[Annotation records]
— start —

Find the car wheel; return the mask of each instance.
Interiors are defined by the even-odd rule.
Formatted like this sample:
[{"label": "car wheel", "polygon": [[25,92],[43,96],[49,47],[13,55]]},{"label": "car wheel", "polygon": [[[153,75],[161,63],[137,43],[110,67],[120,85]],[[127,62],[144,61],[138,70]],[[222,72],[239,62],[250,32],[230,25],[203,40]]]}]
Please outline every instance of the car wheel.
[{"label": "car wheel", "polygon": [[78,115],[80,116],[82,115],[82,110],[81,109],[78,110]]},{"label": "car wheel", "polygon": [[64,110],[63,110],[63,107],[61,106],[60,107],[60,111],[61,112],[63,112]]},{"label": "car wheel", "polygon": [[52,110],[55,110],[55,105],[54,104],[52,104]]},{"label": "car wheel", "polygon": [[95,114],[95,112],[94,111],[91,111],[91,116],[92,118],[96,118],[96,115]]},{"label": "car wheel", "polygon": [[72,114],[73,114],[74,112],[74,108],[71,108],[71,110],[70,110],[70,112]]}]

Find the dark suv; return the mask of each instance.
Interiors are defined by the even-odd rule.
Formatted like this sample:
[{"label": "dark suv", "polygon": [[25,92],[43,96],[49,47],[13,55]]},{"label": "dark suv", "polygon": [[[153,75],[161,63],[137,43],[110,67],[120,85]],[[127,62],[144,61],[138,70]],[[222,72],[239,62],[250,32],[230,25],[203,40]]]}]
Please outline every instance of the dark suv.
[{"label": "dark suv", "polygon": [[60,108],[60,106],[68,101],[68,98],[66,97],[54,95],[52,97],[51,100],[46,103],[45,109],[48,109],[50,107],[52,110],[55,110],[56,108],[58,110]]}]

— end —

* Objective:
Extract the full listing and reproduce each line exactly.

* Exercise solution:
Find the car wheel; return the mask of each instance.
Interiors are defined by the even-odd rule.
Formatted like this sample:
[{"label": "car wheel", "polygon": [[25,92],[43,96],[49,47],[13,55]]},{"label": "car wheel", "polygon": [[[153,75],[161,63],[137,43],[110,67],[120,85]],[[127,62],[144,61],[138,70]],[[222,72],[239,62],[250,32],[230,25],[203,40]]]}]
Please outline every instance of the car wheel.
[{"label": "car wheel", "polygon": [[78,115],[80,116],[82,115],[82,110],[81,109],[78,110]]},{"label": "car wheel", "polygon": [[64,110],[63,110],[63,107],[61,106],[60,107],[60,111],[61,112],[63,112]]},{"label": "car wheel", "polygon": [[52,110],[55,110],[55,105],[54,104],[52,104]]},{"label": "car wheel", "polygon": [[95,114],[95,112],[94,111],[91,111],[91,116],[92,118],[96,118],[96,115]]},{"label": "car wheel", "polygon": [[72,114],[73,114],[74,112],[74,108],[71,108],[71,110],[70,110],[70,112]]}]

Find the dark suv; return the mask of each instance.
Interiors are defined by the even-odd rule.
Formatted like this sample:
[{"label": "dark suv", "polygon": [[25,92],[43,96],[49,47],[13,55]]},{"label": "dark suv", "polygon": [[[153,75],[161,63],[137,43],[110,67],[120,85]],[[127,62],[144,61],[138,70]],[[222,72],[239,62],[250,32],[230,25],[203,40]]]}]
Please outline every instance of the dark suv.
[{"label": "dark suv", "polygon": [[60,108],[60,106],[68,101],[68,98],[66,97],[54,95],[52,97],[51,100],[46,103],[45,109],[48,109],[50,107],[52,110],[55,110],[56,108],[58,110]]}]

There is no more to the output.